** Excerpt provided **
Well, there are plenty here to point out the errors of my ways. Luckily most can't actually get at me as they could to this man. 
You might consider that there is a difference between supporting a cause and being a part of a lynch mob.


----------



## Ozarks Tom (May 27, 2011)

The question is whether a very vocal minority should have the power of intimidation and shaming to affect major decisions of a corporation.

It has nothing to do with the straw man arguments put forth by the leftists here, and nothing to do with gay marriage - right or wrong.

Political correctness being used as a club to pummel an individual for expressing their personal beliefs is reprehensible, but should be expected when toleration is no longer the aim, but celebration of an agenda is demanded.

I'd like to know where these groups were when obama held the same (public) beliefs in 2008.


----------



## 7thswan (Nov 18, 2008)

mmoetc said:


> Not an excuse, just the reality of the human condition. I know none of you hate gays..... as long as they don't flaunt it by doing things like holding hands in public.


Gays better get used to being hated, just like every person on the earth is hated for SOMETHING. Big deal, teach you kids to handle it. This nonsence in getting bad because of the great Divider we have in the WH.

Kid runs into street, White man gets beaten almost to death by 10 Black men, for hitting kid when he stops to check on child. And they question if this is a hate crime.

http://detroit.cbslocal.com/2014/04...-check-on-welfare-of-child-struck-by-his-car/
When I drive in parts of Flint, Saginaw, Det. same thing. People walk in the road , cross right in your way deliberately , they have this ,"You better watch out for ME" "I'm entitled" Cocky, horrible attitude. And people wounder why these areas are dying, the hate, and they are just looking for someone to take it out on.


----------



## mmoetc (Oct 9, 2012)

Ozarks Tom said:


> The question is whether a very vocal minority should have the power of intimidation and shaming to affect major decisions of a corporation.
> 
> It has nothing to do with the straw man arguments put forth by the leftists here, and nothing to do with gay marriage - right or wrong.
> 
> ...

Entries from a dataset:

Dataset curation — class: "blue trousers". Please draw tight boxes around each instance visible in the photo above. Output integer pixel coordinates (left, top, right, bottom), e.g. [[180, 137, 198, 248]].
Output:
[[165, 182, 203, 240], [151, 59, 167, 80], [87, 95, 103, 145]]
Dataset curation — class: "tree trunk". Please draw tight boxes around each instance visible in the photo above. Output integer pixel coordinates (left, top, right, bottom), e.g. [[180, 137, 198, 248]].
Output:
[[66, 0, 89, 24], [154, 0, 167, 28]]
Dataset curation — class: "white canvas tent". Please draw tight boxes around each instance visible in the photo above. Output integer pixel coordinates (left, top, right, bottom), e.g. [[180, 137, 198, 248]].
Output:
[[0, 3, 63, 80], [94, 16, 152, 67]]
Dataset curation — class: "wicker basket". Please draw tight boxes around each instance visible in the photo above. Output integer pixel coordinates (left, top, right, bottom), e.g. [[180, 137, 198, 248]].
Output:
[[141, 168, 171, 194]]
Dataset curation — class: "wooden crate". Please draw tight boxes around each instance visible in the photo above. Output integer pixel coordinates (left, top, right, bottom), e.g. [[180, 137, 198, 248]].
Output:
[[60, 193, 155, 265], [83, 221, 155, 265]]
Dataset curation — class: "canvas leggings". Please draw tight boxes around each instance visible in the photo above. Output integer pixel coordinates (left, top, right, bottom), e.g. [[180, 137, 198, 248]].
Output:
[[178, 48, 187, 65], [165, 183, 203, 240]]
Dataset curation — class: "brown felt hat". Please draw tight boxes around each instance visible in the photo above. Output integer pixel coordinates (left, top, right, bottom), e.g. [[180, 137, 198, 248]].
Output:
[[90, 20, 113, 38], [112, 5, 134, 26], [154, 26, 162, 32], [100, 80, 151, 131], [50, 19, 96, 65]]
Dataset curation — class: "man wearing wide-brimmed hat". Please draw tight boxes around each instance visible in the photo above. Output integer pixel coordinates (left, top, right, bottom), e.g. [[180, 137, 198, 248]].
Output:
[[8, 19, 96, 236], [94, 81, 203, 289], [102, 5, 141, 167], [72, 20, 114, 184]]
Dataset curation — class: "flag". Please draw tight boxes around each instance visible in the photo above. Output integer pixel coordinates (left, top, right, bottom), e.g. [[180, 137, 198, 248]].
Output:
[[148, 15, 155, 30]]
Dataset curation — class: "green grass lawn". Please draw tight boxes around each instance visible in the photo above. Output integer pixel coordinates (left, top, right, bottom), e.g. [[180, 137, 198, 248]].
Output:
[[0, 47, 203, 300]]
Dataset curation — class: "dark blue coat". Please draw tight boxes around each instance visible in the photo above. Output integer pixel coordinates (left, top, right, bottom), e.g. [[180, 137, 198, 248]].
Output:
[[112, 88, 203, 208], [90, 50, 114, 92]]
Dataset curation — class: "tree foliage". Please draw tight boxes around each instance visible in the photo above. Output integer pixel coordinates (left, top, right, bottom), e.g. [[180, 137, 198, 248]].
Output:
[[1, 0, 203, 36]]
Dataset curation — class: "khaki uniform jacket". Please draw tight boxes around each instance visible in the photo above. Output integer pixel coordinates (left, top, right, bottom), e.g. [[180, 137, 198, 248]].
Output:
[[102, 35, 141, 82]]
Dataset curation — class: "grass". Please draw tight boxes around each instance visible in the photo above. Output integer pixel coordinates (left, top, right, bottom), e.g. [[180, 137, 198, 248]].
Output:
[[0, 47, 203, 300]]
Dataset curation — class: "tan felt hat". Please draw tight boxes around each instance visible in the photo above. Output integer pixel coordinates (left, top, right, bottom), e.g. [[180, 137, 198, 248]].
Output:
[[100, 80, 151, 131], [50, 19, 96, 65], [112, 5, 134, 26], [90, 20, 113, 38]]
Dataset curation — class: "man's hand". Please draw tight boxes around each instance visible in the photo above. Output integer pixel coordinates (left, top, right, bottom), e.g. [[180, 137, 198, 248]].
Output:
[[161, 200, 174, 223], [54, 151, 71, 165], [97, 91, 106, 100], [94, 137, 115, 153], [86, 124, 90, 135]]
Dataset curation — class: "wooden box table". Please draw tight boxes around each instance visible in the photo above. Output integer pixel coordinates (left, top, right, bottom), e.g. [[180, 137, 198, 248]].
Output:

** Required task 1 **
Copy the forum thread, starting with "## Ozarks Tom" and going on through "agenda is demanded.", but swap "corporation" for "company".
** Required task 2 **
Condense the paragraph of the forum thread that begins "Political correctness being used as a club" into one shorter sentence that keeps its main points.
** Required task 3 **
According to the forum thread, in what year did obama hold the same public beliefs that Ozarks Tom mentions?

** Task answer 1 **
## Ozarks Tom (May 27, 2011)

The question is whether a very vocal minority should have the power of intimidation and shaming to affect major decisions of a company.

It has nothing to do with the straw man arguments put forth by the leftists here, and nothing to do with gay marriage - right or wrong.

Political correctness being used as a club to pummel an individual for expressing their personal beliefs is reprehensible, but should be expected when toleration is no longer the aim, but celebration of an agenda is demanded.

** Task answer 2 **
Using political correctness to attack someone for voicing personal beliefs is reprehensible but expected once tolerance gives way to demands that an agenda be celebrated.

** Task answer 3 **
2008